Should we use multiple acceptor sockets to accept a large number of connections?

Tags:

As known, SO_REUSEPORT allows multiple sockets to listen on the same IP address and port combination, it increases requests per second by 2 to 3 times, and reduces both latency (~30%) and the standard deviation for latency (8 times): https://www.nginx.com/blog/socket-sharding-nginx-release-1-9-1/

NGINX release 1.9.1 introduces a new feature that enables use of the SO_REUSEPORT socket option, which is available in newer versions of many operating systems, including DragonFly BSD and Linux (kernel version 3.9 and later). This socket option allows multiple sockets to listen on the same IP address and port combination. The kernel then load balances incoming connections across the sockets. ...

As shown in the figure, reuseport increases requests per second by 2 to 3 times, and reduces both latency and the standard deviation for latency.

enter image description here

SO_REUSEPORT is available on most modern OS: Linux (kernel >= 3.9 since 29 Apr 2013), Free/Open/NetBSD, MacOS, iOS/watchOS/tvOS, IBM AIX 7.2, Oracle Solaris 11.1, Windows (is only SO_REUSEPORT that behaves as 2 flags together SO_REUSEPORT+SO_REUSEADDR in BSD), and may be on Android : https://stackoverflow.com/a/14388707/1558037

Linux >= 3.9

Additionally the kernel performs some "special magic" for SO_REUSEPORT sockets that isn't found in other operating systems: For UDP sockets, it tries to distribute datagrams evenly, for TCP listening sockets, it tries to distribute incoming connect requests (those accepted by calling accept()) evenly across all the sockets that share the same address and port combination. Thus an application can easily open the same port in multiple child processes and then use SO_REUSEPORT to get a very inexpensive load balancing.

DIRECTIVES -
- a) Count the lines in the entries below that contain the string "trunk", treating case as significant, and reply with the number alone.
- b) Continue the forum post on SO_REUSEPORT from the point where it stops.

PROVIDED DATA -
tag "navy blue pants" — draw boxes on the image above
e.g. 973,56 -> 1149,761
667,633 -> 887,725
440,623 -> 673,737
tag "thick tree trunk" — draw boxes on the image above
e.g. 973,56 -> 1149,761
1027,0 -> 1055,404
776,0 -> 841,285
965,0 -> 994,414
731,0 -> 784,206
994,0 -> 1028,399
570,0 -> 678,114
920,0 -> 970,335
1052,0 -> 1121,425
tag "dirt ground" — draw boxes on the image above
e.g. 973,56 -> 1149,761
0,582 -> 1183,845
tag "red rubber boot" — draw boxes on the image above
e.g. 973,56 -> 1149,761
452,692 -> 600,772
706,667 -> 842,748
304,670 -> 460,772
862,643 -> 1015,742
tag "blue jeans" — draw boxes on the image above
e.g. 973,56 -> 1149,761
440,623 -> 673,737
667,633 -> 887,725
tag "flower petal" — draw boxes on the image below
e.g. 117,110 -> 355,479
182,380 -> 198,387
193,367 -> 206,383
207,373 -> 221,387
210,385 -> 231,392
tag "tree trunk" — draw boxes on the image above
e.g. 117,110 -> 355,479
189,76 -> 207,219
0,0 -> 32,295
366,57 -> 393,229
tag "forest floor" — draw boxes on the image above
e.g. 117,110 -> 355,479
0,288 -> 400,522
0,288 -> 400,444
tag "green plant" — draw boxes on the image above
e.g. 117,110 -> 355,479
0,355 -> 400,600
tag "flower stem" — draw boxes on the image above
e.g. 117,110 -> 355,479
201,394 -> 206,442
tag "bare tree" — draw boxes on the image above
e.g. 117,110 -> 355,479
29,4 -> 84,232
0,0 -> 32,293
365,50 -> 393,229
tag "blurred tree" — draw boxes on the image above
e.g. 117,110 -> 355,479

TASK-BY-TASK ANSWERS -
- a) 2

- b)
Also known, to avoid locks of spin-lock and achive high performance there shouldn't be sockets which read more than 1 thread. I.e. each thread should processes its own sockets for read/write.

accept() is thread-safe function for the same socket descriptor, so it should be guarded by lock - so lock contention reduces performance: http://unix.derkeiler.com/Newsgroups/comp.unix.programmer/2007-06/msg00246.html

POSIX.1-2001/SUSv3 requires accept(), bind(), connect(), listen(), socket(), send(), recv(), etc. to be thread-safe functions. It's possible that there are some ambiguities in the standard regarding their interaction with threads, but the intention is that their behaviour in multithreaded programs is governed by the standard.

If we use the same one socket from many threads, then performance will be low because socket defended by lock for thread-safe accessing from many threads: https://blog.cloudflare.com/how-to-receive-a-million-packets/

The receiving performance is down compared to a single threaded program. That's caused by a lock contention on the UDP receive buffer side. Since both threads are using the same socket descriptor, they spend a disproportionate amount of time fighting for a lock around the UDP receive buffer. This paper describes the problem in more detail.

More details about spin-lock when the application tries to read data from the socket - "Analysis of Linux UDP Sockets Concurrent Performance": http://www.jcc2014.ucm.cl/jornadas/WORKSHOP/WSDP%202014/WSDP-4.pdf

V. K ERNEL ISOLATION

....

From the other side, when the application tries to read data from the socket, it executes a similar process, which isdescribed below and represented in Figure 3 from right to left:

1) Dequeue one or more packets from the receive queue, using the corresponding spinlock (green one).

2) Copy the information to user-space memory.

3) Release the memory used by the packet. This potentiallychanges the state of the socket, so two ways of locking the socket can occur: fast and slow. In both cases, the packet is unlinked from the socket, Memory Accounting statistics are updated and socket is released according to the locking path taken.

I.e. when many threads are accessing the same socket, performance degrades due to waiting on one spin-lock.

We have 2 x Xeon 32 HT-Cores server with 64 total HT-cores, and two 10 Gbit Ethernet cards, and Linux (kernel 3.9).

We use RFS and XPS - i.e. for the same connection TCP/IP-stack processed (kernel-space) on the same CPU-Core as an application thread (user-space).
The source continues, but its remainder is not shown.